PROVIDED RECORDS:
+++++
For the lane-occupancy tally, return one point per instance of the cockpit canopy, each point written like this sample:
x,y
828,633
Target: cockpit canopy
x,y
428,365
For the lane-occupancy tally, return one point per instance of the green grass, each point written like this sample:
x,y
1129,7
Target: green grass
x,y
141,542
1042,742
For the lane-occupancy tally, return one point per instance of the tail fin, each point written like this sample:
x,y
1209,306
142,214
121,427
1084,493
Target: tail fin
+++++
WHAT YOU HAVE TO DO:
Write out the full listing exactly as given.

ANSWER BELOW:
For the lane-occupancy tally, return one point per instance of the cockpit canopy, each point written like this sample:
x,y
828,633
Target: cockpit canopy
x,y
428,365
For the lane-occupancy tally, return one point per instance of the green grass, each point written like this sample:
x,y
1129,7
Target: green grass
x,y
141,542
1042,742
For the lane-occupancy tally, return one point per instance of the tail fin, each point written like this sample:
x,y
1209,306
142,214
121,427
1084,493
Target: tail fin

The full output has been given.